-------- Extraits d'enregistrements --------

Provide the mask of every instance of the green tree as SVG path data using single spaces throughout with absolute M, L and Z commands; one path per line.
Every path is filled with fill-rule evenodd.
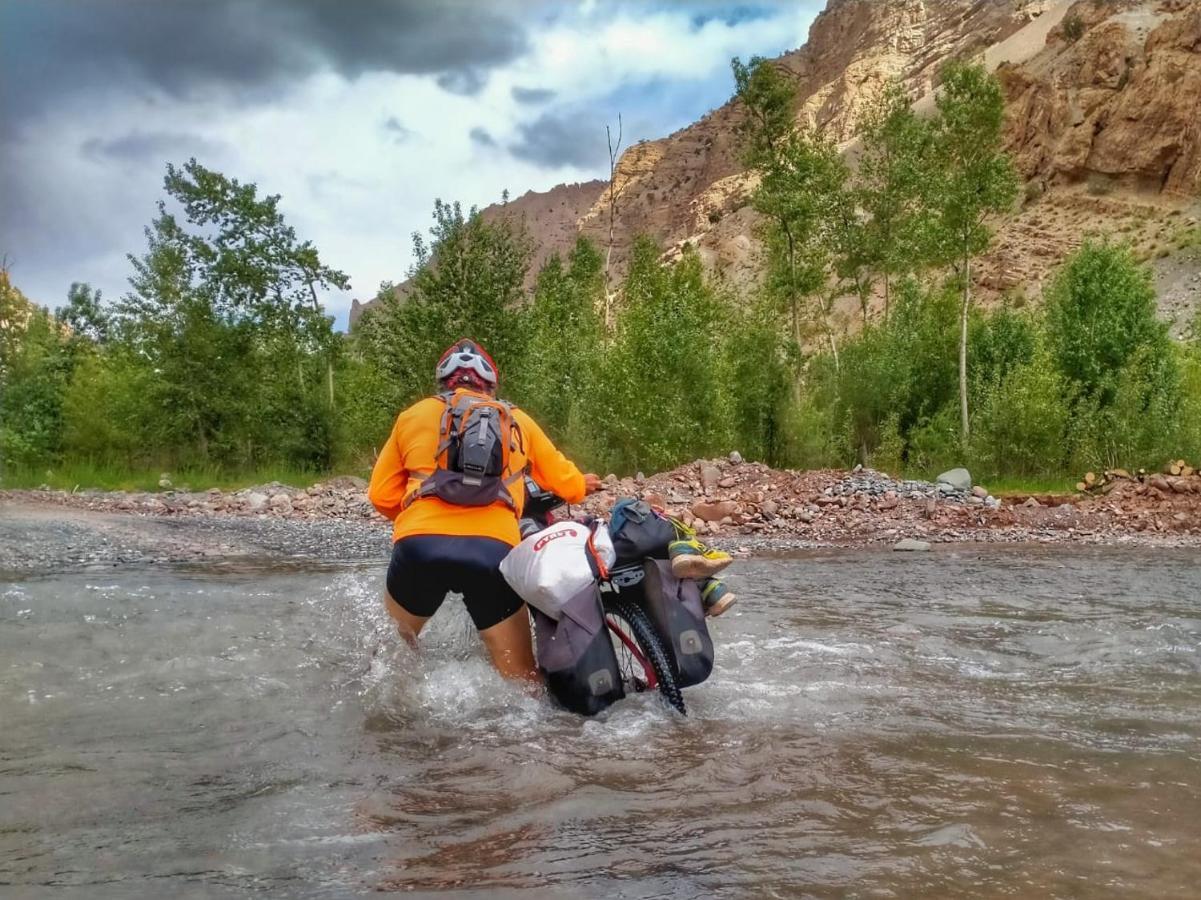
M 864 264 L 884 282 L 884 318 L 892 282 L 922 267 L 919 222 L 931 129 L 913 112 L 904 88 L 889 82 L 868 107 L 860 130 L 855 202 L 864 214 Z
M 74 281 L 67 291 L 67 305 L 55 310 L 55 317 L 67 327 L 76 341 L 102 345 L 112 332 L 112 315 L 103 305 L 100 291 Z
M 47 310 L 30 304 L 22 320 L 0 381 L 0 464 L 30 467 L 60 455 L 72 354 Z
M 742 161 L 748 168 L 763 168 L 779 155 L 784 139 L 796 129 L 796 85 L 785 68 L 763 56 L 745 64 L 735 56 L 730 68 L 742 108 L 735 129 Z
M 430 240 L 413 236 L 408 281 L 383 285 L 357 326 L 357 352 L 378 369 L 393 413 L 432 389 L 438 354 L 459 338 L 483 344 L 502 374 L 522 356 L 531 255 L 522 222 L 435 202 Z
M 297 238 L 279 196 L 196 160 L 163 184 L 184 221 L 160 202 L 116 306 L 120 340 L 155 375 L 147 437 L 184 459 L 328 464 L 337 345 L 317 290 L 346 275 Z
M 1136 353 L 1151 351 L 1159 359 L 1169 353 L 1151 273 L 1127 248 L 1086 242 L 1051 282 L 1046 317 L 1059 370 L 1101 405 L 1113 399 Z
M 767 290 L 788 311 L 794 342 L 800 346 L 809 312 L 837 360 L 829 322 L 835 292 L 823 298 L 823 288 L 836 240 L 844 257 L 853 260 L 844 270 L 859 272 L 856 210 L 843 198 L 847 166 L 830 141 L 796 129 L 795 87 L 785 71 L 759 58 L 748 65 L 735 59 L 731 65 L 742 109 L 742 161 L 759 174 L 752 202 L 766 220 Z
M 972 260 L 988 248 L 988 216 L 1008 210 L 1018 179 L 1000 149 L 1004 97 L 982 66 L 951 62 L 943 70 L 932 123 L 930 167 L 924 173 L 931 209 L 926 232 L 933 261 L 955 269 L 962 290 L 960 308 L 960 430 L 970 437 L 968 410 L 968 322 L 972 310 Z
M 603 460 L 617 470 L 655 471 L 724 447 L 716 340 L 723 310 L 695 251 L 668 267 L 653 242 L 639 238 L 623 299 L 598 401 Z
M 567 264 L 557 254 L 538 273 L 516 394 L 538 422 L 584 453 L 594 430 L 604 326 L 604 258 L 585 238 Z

--------

» **Consignes**: Recopiez à l'identique chaque ligne des enregistrements ci-dessus, en omettant les images.

» **Réponse finale**:
Provide the mask of every instance of the green tree as SVG path data using single spaces throughout with absolute M, L and Z commands; one path per line.
Every path is filled with fill-rule evenodd.
M 864 264 L 884 282 L 884 318 L 892 282 L 922 267 L 919 222 L 931 129 L 913 112 L 904 88 L 889 82 L 868 107 L 860 130 L 855 202 L 864 214 Z
M 74 281 L 67 291 L 67 305 L 55 310 L 55 317 L 67 327 L 76 341 L 102 345 L 112 332 L 112 315 L 103 305 L 100 291 Z
M 47 310 L 30 304 L 22 320 L 0 381 L 0 464 L 30 467 L 60 455 L 72 354 Z
M 742 161 L 748 168 L 763 168 L 779 155 L 784 139 L 796 129 L 796 85 L 785 68 L 763 56 L 745 64 L 735 56 L 730 68 L 742 108 L 735 129 Z
M 430 240 L 413 236 L 408 281 L 383 285 L 357 326 L 357 352 L 378 369 L 393 413 L 432 389 L 438 354 L 459 338 L 483 344 L 502 374 L 522 356 L 531 255 L 522 222 L 435 202 Z
M 297 238 L 279 196 L 196 160 L 163 184 L 184 221 L 160 202 L 116 306 L 120 340 L 155 375 L 147 437 L 184 459 L 328 464 L 337 345 L 317 290 L 346 275 Z
M 1136 353 L 1151 351 L 1159 359 L 1169 353 L 1151 273 L 1127 248 L 1086 242 L 1051 282 L 1046 317 L 1059 370 L 1101 405 L 1113 399 Z
M 767 290 L 788 311 L 794 342 L 800 346 L 809 312 L 837 360 L 829 322 L 835 292 L 823 298 L 823 288 L 836 240 L 844 257 L 853 260 L 844 270 L 859 272 L 856 210 L 843 198 L 847 166 L 830 141 L 796 129 L 795 87 L 785 71 L 759 58 L 748 65 L 735 59 L 731 65 L 742 109 L 742 161 L 759 174 L 752 202 L 766 220 Z
M 972 260 L 988 248 L 988 216 L 1008 210 L 1018 179 L 1000 149 L 1004 97 L 982 66 L 951 62 L 943 70 L 932 123 L 930 167 L 924 173 L 931 209 L 926 232 L 933 261 L 955 269 L 962 290 L 960 308 L 960 430 L 970 437 L 968 410 L 968 322 L 972 310 Z
M 603 460 L 617 470 L 655 471 L 724 447 L 716 340 L 723 310 L 695 251 L 668 267 L 653 242 L 639 238 L 623 299 L 598 401 Z
M 567 264 L 557 254 L 538 273 L 516 394 L 538 422 L 584 453 L 594 430 L 604 326 L 604 258 L 585 238 Z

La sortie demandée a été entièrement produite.